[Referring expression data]
=== Section Start ===

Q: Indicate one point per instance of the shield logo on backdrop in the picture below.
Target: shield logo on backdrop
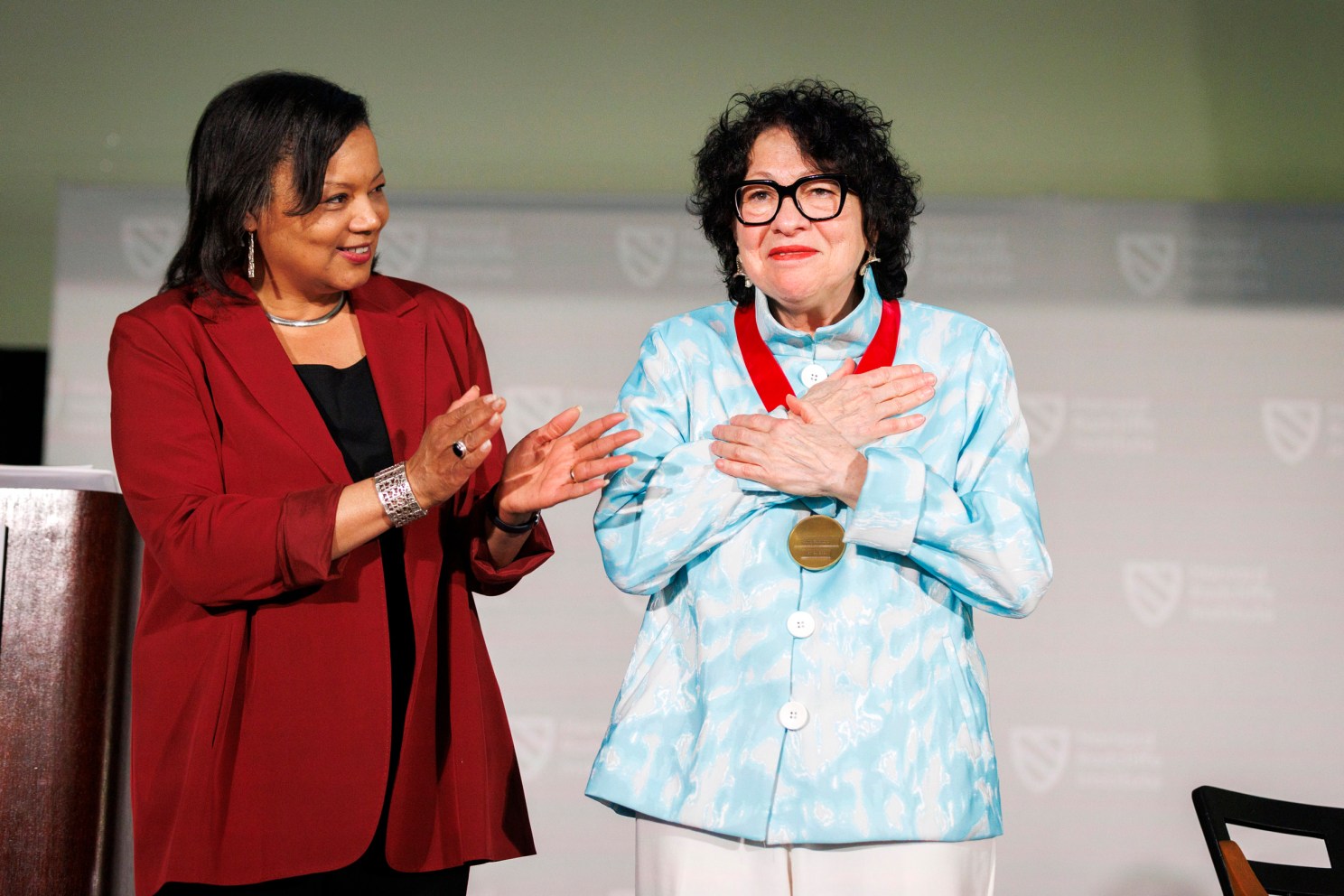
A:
(1153, 589)
(148, 243)
(645, 253)
(1046, 414)
(534, 742)
(1292, 426)
(1147, 261)
(401, 248)
(1039, 755)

=== Section End ===

:: Try it ::
Filter the records for the word "backdrop" and show every line that has it.

:: Answer area ::
Q: Indicate one point per instance of the shield logo on backdrop in the picture below.
Target: shield logo on backdrop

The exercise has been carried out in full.